What is needed is the run of lines from the one with "Where can the skylight" through the close of the data, set down exactly.
━━━━━ Exercise materials
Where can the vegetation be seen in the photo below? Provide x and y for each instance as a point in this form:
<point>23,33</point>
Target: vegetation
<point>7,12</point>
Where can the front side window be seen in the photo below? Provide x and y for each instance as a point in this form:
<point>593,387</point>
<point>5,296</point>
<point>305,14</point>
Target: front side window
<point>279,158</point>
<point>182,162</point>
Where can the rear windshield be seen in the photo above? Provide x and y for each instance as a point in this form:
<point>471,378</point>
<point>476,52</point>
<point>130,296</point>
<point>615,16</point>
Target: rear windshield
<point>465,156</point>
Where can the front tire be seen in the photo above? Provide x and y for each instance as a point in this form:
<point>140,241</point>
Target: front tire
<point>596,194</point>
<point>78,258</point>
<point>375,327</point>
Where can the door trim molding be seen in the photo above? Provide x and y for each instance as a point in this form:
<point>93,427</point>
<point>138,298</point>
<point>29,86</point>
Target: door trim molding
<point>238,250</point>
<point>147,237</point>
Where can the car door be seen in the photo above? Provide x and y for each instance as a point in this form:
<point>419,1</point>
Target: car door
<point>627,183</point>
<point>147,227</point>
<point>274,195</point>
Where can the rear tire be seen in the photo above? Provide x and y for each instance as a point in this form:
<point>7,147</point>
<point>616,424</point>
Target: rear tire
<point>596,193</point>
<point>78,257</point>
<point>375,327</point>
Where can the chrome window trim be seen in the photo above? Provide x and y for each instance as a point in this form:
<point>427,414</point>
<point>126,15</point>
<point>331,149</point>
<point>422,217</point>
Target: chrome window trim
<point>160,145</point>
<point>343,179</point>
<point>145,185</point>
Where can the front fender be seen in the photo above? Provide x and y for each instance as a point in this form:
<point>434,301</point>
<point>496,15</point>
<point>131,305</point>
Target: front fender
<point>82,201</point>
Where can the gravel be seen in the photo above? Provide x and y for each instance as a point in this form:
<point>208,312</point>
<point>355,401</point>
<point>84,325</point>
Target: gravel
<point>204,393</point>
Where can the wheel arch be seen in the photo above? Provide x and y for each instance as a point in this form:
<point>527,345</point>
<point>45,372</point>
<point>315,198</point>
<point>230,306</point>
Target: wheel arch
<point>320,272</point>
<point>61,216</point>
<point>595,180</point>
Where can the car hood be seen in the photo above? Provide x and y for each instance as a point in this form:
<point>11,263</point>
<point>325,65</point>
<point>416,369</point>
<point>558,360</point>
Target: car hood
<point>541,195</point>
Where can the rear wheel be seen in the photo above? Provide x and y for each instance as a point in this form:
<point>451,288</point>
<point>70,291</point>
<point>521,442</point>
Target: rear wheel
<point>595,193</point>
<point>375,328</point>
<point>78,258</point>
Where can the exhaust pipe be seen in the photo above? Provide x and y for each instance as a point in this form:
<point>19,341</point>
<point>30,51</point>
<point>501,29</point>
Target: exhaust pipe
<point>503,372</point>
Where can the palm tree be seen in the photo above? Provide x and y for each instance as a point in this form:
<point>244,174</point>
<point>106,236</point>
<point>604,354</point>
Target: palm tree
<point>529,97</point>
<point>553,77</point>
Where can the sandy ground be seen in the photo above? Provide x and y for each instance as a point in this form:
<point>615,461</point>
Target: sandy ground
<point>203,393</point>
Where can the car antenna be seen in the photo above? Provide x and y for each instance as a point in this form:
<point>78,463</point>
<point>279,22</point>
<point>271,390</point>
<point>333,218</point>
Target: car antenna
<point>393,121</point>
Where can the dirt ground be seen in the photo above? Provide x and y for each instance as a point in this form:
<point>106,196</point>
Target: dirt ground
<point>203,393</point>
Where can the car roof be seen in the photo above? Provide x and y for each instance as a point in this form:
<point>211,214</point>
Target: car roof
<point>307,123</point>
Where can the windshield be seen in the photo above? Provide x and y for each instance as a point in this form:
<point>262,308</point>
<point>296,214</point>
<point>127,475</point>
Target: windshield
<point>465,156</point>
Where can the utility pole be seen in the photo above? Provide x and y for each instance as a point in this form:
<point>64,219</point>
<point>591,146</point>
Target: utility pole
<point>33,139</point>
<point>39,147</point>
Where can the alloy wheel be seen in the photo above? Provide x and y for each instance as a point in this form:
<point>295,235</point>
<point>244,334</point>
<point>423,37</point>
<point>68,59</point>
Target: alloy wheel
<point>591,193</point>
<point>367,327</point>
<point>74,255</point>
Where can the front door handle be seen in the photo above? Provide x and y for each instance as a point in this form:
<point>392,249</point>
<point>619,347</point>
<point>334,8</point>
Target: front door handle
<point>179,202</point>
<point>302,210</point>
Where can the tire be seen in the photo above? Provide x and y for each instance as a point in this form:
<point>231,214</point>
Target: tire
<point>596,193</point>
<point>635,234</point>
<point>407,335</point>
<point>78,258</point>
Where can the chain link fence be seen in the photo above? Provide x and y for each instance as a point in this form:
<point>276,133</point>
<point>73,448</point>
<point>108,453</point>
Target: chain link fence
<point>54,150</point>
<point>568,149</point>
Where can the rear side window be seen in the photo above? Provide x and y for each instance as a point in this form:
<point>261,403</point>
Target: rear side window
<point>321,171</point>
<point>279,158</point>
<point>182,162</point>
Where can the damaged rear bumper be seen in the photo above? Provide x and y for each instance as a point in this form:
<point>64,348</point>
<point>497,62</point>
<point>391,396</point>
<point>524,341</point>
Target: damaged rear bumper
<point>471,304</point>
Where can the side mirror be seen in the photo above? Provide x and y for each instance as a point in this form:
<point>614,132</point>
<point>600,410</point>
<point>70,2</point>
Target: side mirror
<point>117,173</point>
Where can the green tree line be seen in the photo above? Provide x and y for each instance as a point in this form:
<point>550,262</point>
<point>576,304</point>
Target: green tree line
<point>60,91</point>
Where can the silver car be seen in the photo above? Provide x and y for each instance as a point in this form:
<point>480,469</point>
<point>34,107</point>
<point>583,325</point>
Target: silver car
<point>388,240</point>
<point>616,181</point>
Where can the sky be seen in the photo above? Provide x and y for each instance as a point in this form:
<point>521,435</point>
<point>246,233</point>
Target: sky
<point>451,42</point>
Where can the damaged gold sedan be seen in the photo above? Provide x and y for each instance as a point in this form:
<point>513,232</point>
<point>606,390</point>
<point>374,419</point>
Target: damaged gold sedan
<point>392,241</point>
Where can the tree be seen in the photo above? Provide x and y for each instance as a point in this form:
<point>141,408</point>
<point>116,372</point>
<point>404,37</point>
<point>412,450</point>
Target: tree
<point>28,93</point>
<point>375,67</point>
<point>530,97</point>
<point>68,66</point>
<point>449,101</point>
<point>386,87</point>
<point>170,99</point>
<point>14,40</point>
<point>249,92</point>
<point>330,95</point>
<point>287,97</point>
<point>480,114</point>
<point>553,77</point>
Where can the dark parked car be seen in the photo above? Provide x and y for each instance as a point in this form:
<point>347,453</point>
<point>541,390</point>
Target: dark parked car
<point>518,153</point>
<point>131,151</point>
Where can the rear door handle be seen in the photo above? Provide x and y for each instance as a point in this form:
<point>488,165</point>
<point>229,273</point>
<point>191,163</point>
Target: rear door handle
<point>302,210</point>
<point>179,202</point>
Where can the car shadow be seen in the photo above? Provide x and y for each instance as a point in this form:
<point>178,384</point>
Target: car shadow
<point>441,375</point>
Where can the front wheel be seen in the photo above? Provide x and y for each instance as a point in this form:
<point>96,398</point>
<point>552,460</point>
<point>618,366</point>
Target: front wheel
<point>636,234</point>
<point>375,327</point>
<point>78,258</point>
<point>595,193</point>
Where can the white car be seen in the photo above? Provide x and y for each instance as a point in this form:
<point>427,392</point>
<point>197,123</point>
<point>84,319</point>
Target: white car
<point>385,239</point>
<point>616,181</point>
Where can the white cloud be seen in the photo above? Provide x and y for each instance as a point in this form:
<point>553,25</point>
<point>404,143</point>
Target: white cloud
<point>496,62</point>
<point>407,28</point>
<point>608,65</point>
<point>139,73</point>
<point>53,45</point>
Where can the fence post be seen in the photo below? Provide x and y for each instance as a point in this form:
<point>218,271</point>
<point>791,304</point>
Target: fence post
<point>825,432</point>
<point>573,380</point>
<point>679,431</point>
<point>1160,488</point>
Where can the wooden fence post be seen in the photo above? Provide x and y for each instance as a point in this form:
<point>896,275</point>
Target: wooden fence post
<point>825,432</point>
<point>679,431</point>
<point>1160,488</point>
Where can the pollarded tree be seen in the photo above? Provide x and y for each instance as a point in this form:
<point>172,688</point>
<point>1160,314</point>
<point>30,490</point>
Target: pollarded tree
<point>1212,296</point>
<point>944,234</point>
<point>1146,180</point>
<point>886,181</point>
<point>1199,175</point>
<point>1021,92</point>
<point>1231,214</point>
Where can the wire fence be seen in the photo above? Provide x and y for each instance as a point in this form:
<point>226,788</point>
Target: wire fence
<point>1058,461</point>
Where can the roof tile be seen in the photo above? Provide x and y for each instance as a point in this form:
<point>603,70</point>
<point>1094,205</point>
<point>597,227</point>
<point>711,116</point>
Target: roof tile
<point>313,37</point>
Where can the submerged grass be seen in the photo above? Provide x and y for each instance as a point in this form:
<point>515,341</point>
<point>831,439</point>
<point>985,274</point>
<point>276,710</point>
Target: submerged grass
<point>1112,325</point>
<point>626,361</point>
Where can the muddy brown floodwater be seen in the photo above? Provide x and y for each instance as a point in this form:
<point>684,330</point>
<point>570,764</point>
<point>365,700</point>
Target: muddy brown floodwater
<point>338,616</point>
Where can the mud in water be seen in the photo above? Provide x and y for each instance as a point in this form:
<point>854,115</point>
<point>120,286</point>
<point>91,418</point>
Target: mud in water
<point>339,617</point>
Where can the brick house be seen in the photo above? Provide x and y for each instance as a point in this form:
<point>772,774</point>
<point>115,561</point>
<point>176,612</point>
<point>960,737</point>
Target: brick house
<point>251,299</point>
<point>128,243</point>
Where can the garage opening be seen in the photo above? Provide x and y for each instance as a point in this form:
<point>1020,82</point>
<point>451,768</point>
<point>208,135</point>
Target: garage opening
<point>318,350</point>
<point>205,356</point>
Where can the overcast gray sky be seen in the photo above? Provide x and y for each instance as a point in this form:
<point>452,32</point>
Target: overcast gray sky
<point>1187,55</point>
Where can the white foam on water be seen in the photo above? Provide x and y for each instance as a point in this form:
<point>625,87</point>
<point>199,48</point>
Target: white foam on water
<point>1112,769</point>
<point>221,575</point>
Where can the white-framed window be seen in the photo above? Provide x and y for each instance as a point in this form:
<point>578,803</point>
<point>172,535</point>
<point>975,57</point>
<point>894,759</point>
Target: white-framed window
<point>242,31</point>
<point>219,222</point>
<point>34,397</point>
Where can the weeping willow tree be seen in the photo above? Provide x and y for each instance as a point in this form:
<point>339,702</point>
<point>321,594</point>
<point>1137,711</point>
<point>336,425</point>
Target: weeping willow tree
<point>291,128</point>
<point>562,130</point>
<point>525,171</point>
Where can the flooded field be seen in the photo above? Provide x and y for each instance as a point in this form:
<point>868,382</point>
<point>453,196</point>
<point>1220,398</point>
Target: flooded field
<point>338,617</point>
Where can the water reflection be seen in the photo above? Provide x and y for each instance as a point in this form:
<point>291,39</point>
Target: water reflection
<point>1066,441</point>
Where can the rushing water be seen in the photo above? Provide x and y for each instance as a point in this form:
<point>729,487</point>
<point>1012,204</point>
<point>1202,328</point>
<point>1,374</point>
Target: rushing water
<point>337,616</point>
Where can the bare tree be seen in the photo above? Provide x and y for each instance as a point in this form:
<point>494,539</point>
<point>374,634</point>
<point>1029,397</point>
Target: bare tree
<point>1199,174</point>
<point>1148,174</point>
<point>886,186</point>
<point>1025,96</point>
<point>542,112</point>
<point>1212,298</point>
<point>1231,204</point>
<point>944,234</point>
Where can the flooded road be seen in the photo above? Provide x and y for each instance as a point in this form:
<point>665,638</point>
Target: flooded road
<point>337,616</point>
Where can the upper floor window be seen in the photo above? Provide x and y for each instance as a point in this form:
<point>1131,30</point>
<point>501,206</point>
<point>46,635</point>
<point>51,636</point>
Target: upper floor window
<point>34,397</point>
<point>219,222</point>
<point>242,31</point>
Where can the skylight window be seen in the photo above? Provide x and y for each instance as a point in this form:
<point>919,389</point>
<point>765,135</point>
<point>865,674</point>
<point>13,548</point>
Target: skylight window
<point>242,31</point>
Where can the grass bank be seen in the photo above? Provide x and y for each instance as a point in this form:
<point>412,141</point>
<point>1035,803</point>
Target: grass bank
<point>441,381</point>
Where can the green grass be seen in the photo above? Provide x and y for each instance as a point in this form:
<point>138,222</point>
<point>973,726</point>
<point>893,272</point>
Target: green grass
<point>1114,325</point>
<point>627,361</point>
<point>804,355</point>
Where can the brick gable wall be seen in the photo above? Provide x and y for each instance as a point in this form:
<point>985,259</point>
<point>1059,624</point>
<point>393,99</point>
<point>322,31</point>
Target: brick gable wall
━━━━━━━━━━
## Output below:
Where can the skylight window be seen in the photo above? Provide x and y for each instance as a point in this form:
<point>919,389</point>
<point>765,135</point>
<point>865,674</point>
<point>13,548</point>
Target: skylight window
<point>242,31</point>
Where can the grass bank be seen in the photo above? Provide x and y for each instance as a point in this form:
<point>412,141</point>
<point>1035,803</point>
Target: grass bank
<point>441,381</point>
Where can the green grass be seen in the photo above? Provide x and y for each instance as a point in this form:
<point>138,222</point>
<point>973,726</point>
<point>893,272</point>
Target: green grass
<point>1114,325</point>
<point>627,361</point>
<point>804,355</point>
Where can the brick gable wall be seen in the photo above? Provide x and y for each instance as a point in this form:
<point>985,259</point>
<point>1059,624</point>
<point>393,99</point>
<point>322,31</point>
Target: brick gable wall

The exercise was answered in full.